Challenges —
- A) Output the part of the io_uring polling thread starting with "From: Jens Axboe" and going on through "give it a shot!", copied word for word.
- B) Pick out every line of the rows that contains the string "rear", matching case.

Re: [BUG] RCU hang with io_uring nvme polling

From: Jens Axboe

Date: Fri Jun 26 2026 - 12:40:15 EST


On 6/26/26 10:33 AM, Keith Busch wrote:
> On Fri, Jun 26, 2026 at 10:06:49AM -0600, Jens Axboe wrote:
>> Ah good catch, I missed that. Should've grepped! In general, IO should
>> either get polled, or if the device is misbehaving, then timeouts will
>> catch it. That said, haven't looked at the actual report yet, will do
>> so next week (unless you beat me to it...?)
>
> I'll give it a shot!
>
> The test has 1 polling queue with 2 jobs dispatching. One of the job's
> polled the completions for both. The other job is polling for no reason
> at all with nothing outstanding. The only thing that can break us out of
> that loop now is need_resched(), but that appears to never return true.

Yes, it's a bad configuration. I bet it's as simple as:

https://lore.kernel.org/linux-block/20260617155051.1266079-1-anuj20.g@xxxxxxxxxxx/

but in practice nobody should configure a single poll queue and run
multiple jobs, particularly not when the object is framed around "energy
efficiency" as this configuration is pretty much guaranteed to waste 2
cores, with most of the time going towards spinning on a lock rather
than doing potentially useful work.

--
Jens Axboe

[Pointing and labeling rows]

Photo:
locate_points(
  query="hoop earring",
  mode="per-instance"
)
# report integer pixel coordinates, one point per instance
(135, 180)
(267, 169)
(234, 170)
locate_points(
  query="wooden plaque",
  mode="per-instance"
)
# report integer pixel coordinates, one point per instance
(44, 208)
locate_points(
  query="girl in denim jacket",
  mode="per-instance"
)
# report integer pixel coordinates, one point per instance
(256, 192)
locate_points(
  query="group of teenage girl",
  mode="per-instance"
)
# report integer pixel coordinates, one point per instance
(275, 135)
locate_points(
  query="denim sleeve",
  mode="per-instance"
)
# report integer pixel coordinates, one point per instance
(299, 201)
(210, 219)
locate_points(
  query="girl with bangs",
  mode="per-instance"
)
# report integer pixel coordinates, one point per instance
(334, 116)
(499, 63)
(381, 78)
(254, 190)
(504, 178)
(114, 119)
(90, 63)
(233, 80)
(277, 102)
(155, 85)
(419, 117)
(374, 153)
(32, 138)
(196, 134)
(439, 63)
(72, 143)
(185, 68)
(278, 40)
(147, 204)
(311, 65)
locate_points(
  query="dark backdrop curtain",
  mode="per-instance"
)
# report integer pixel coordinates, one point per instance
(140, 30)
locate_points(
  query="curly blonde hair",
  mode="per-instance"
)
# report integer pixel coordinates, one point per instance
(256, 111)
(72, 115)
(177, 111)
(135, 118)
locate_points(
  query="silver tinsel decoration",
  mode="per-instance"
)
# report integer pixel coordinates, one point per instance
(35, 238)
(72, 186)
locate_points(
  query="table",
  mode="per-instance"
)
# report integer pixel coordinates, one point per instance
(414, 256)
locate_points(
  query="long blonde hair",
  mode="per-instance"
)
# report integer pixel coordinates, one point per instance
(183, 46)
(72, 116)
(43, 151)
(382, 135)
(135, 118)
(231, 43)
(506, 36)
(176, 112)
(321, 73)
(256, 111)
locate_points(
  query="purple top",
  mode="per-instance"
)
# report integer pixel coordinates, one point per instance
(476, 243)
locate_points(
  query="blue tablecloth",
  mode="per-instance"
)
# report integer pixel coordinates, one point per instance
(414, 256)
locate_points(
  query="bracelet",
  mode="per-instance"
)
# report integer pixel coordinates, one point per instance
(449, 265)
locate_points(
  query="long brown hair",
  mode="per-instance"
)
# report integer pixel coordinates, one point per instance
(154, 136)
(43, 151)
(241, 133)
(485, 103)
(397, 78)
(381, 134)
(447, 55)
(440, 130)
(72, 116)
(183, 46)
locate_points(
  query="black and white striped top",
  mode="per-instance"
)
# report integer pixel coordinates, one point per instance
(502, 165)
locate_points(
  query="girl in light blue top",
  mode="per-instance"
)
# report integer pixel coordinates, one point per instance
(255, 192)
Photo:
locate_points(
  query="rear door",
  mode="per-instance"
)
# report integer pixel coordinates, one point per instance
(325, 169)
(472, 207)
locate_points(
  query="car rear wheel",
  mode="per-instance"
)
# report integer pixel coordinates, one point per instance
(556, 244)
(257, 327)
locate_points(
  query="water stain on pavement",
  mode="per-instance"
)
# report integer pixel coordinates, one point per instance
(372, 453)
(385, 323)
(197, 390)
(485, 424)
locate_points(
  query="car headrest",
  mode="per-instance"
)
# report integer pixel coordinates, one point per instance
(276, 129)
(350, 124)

Answers to the problems —
- A)
From: Jens Axboe

Date: Fri Jun 26 2026 - 12:40:15 EST


On 6/26/26 10:33 AM, Keith Busch wrote:
> On Fri, Jun 26, 2026 at 10:06:49AM -0600, Jens Axboe wrote:
>> Ah good catch, I missed that. Should've grepped! In general, IO should
>> either get polled, or if the device is misbehaving, then timeouts will
>> catch it. That said, haven't looked at the actual report yet, will do
>> so next week (unless you beat me to it...?)
>
> I'll give it a shot!

- B)
  query="rear door",
  query="car rear wheel",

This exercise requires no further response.